[Excerpts of location labeling entries]
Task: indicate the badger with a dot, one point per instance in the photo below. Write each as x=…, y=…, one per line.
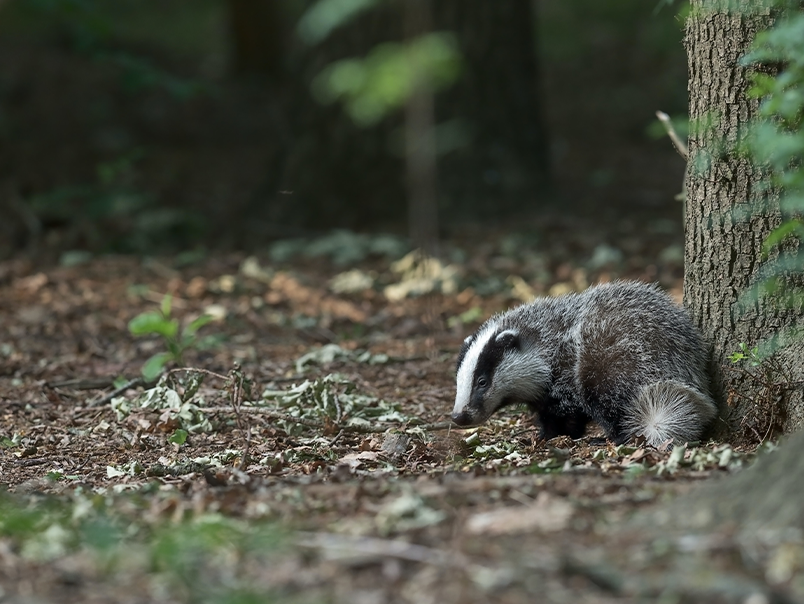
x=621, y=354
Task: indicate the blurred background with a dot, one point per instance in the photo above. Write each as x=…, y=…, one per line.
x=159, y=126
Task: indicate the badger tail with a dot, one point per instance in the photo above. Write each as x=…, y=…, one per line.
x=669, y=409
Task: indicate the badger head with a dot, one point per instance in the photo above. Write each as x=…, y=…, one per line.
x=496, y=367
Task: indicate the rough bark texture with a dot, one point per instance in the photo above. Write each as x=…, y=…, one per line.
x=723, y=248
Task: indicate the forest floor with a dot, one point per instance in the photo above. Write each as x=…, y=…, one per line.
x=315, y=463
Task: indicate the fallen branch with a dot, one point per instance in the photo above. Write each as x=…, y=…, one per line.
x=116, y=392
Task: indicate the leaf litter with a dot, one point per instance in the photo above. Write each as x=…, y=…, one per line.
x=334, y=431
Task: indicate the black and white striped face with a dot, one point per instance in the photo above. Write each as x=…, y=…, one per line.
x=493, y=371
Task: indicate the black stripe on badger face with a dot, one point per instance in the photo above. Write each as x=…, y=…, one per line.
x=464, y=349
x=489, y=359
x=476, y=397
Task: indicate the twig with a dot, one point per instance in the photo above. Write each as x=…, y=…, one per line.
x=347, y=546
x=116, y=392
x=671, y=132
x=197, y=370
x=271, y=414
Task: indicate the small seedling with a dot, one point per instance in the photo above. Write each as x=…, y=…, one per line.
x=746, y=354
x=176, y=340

### What is asked
Reproduce every line of the entries above verbatim, leaving out the pictures.

### Full response
Task: indicate the badger with a dot, one point per instance in the photo below. Write each as x=…, y=…, one per line.
x=621, y=354
Task: indicate the blurred background with a dot, one point per instance in the photo above. Write each as x=…, y=…, one per line.
x=159, y=126
Task: indicate the badger tail with a dot, one point per instance in the photo above. Write each as x=…, y=…, one per line.
x=669, y=409
Task: indicate the badger head with a dot, one point per instance in the photo above. Write each as x=…, y=…, one per line.
x=496, y=367
Task: indicate the rough bark texture with a dot, one point per instance in the photo above. Write each as x=…, y=…, one per line.
x=723, y=248
Task: indicate the forest floor with a dot, one point per instance in the photo above. Write each as x=…, y=…, one per line.
x=315, y=463
Task: indicate the fallen branch with a dot, one point per instance in the photo above. Write each as x=…, y=…, one per line.
x=116, y=392
Task: indicate the leaf litter with a dot, one point per instance in the photo above. Write each as x=…, y=…, one per line.
x=334, y=431
Task: indicate the black and white striped face with a dot, one point per instance in the photo above. Write each as x=…, y=…, one per line.
x=493, y=371
Task: indicate the black stripe on badger face with a dot, one point per instance in the photo above. Write each as x=…, y=…, one per line.
x=464, y=349
x=489, y=359
x=476, y=397
Task: indicate the twig with a dot, one point per instance in the photo above. Write each as x=…, y=…, one per line.
x=347, y=546
x=116, y=392
x=671, y=132
x=197, y=370
x=271, y=414
Task: indicate the small seedling with a dot, one point per instance in the photo above. Write each as x=…, y=…, one per line.
x=746, y=354
x=176, y=340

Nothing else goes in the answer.